---- SOURCE EXTRACT

Archive October 2018 XIX, No. 10

Why Go NPO After Midnight?

It's time to get onboard with the not-so-new approach to pre-op fasting.

Daniel Cook

Daniel Cook, Executive Editor


LIQUID ASSETS Letting patients drink 2 hours before surgery decreases their thirst and anxiety, and improves their strength.

Patients who drink clear fluids up to 2 hours before surgery are less likely to become hypotensive during anesthesia induction or experience PONV in recovery. They’re also happier and more prepared to handle the extreme physical stress of surgery. So why do you continue to starve patients by asking them to stay out of the fridge after the stroke of midnight? Maybe because NPO is a hard habit to break and attempts to alter established routines in surgery are as welcome as an add-on case on a Friday afternoon. Before a holiday weekend. But why settle for the change is hard excuse when improving surgical outcomes and patient satisfaction is as easy as (finally) sending one of surgery’s sacred cows out to pasture?

--------

**EXERCISE 1:** For each statement below, say yes or no according to the article on pre-op fasting, and quote the words from it that decide: (a) Patients who drink clear fluids up to 2 hours before surgery are less likely to experience PONV in recovery. (b) Letting patients drink 2 hours before surgery increases their anxiety. (c) Daniel Cook is the executive editor.
**EXERCISE 2:** Rewrite the paragraph of the article on pre-op fasting that begins "Patients who drink clear fluids" as a short list, keeping its main facts.
The lines that follow come from a separate source.

---- EXTRACTED DATA

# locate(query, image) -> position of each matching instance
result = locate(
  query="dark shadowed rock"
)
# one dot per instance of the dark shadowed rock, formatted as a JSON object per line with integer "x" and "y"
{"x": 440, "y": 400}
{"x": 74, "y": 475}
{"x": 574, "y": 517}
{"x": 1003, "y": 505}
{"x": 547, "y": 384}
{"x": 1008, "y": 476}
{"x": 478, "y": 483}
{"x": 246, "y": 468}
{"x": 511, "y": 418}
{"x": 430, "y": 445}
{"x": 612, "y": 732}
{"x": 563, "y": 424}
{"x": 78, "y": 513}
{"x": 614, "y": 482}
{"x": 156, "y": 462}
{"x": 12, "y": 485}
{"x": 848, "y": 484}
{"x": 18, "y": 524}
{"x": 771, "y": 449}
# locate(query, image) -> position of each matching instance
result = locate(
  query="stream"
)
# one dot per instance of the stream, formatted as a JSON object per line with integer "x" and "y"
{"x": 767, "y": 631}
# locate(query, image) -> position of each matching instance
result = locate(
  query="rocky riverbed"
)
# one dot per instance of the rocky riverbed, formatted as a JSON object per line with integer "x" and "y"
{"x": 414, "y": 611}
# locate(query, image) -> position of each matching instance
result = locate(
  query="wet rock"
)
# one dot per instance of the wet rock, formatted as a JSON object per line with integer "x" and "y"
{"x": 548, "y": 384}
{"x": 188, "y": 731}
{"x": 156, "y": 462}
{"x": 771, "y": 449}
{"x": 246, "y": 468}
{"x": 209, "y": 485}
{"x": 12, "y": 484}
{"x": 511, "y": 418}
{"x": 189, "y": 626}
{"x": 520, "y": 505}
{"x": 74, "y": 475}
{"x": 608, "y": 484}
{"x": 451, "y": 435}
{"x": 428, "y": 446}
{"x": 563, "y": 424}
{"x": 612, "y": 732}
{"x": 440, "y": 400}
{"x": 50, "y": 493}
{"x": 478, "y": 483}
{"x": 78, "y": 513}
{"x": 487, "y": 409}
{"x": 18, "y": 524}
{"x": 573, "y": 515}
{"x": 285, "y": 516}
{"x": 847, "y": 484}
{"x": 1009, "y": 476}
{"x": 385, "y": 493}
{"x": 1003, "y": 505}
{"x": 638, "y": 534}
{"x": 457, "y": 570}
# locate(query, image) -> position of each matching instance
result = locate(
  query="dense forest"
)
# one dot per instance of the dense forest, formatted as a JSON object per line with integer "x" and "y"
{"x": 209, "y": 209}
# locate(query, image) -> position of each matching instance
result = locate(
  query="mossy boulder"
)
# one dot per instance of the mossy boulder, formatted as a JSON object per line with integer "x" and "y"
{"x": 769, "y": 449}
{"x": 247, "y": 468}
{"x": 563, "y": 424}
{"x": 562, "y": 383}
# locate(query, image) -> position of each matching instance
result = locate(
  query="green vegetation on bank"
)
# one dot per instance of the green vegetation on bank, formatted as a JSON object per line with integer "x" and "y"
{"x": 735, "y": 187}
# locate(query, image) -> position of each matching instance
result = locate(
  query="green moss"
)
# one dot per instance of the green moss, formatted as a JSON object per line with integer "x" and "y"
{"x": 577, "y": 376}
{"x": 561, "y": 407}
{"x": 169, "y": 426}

--------
---- EXTRACTED DATA

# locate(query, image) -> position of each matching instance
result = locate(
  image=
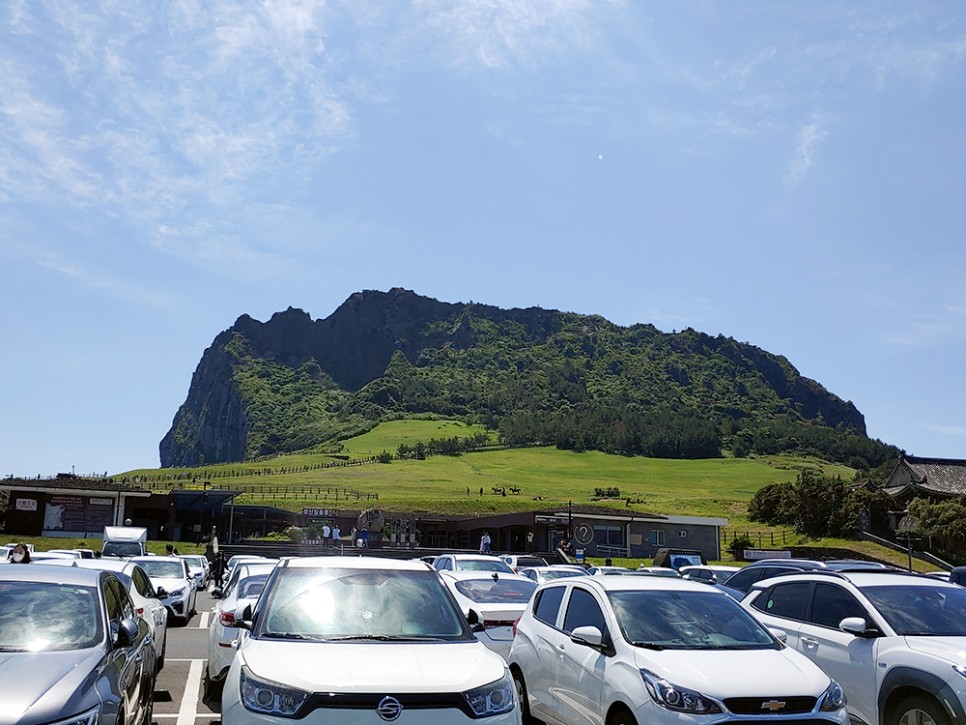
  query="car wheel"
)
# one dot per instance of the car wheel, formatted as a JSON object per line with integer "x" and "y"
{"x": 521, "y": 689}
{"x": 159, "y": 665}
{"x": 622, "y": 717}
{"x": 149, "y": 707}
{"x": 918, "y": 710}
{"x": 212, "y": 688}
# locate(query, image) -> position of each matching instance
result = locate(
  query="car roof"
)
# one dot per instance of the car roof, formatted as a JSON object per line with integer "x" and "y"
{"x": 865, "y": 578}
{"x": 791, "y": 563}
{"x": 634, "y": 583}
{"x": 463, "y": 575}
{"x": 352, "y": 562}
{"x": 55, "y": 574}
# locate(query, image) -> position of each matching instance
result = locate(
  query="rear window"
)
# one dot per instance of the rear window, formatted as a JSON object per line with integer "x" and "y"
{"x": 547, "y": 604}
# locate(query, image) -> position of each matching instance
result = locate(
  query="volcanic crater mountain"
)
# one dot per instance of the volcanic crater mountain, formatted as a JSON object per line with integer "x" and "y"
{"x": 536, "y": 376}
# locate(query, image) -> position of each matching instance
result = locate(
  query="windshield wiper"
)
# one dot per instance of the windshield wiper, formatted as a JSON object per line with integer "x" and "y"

--------
---- EXTRACTED DATA

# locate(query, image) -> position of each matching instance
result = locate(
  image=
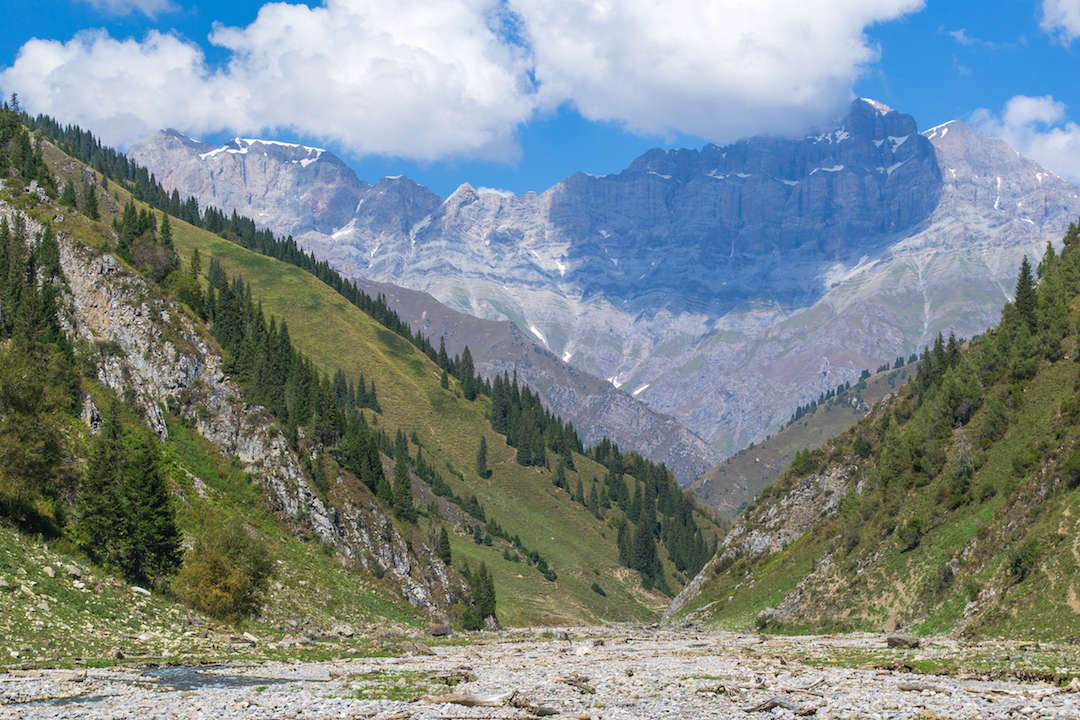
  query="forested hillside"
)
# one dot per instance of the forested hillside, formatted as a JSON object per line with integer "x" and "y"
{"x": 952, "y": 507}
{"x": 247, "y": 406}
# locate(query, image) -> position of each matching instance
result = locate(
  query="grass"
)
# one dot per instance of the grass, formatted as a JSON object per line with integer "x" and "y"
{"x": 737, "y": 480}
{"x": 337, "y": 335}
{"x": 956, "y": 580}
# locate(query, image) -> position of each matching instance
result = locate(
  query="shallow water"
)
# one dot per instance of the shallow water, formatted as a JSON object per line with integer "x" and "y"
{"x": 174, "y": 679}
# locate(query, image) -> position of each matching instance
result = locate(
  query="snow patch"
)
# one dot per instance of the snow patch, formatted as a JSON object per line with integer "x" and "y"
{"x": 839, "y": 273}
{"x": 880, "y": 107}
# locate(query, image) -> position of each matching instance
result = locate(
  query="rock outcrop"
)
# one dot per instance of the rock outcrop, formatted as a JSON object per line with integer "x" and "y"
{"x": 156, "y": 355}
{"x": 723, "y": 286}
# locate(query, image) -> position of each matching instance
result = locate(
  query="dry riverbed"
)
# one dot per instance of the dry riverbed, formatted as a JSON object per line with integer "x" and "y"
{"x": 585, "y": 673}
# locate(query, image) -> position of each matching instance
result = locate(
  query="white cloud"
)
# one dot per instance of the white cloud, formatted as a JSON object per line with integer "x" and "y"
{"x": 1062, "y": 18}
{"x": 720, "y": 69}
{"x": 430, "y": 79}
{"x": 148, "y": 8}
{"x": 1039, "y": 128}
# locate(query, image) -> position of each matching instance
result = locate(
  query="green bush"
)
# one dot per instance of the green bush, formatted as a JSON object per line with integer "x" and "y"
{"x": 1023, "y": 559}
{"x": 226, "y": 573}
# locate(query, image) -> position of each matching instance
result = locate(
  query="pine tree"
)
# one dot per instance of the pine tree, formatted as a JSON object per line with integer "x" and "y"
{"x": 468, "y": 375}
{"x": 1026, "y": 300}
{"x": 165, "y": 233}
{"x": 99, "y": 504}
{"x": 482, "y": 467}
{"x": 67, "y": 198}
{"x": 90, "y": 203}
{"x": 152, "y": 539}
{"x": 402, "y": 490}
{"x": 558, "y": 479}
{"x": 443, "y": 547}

--------

**TASK SOLUTION 1:**
(a) Yes: "less likely to become hypotensive during anesthesia induction or experience PONV in recovery."
(b) No: "decreases their thirst and anxiety."
(c) Yes: "Daniel Cook, Executive Editor."

**TASK SOLUTION 2:**
- Patients who drink clear fluids up to 2 hours before surgery are less likely to become hypotensive during anesthesia induction.
- They are also less likely to experience PONV in recovery.
- They are happier and better prepared for the physical stress of surgery.
- Keeping patients NPO after midnight may persist because it is a hard habit to break and changes to surgical routines are unwelcome.
- Dropping the practice would improve surgical outcomes and patient satisfaction.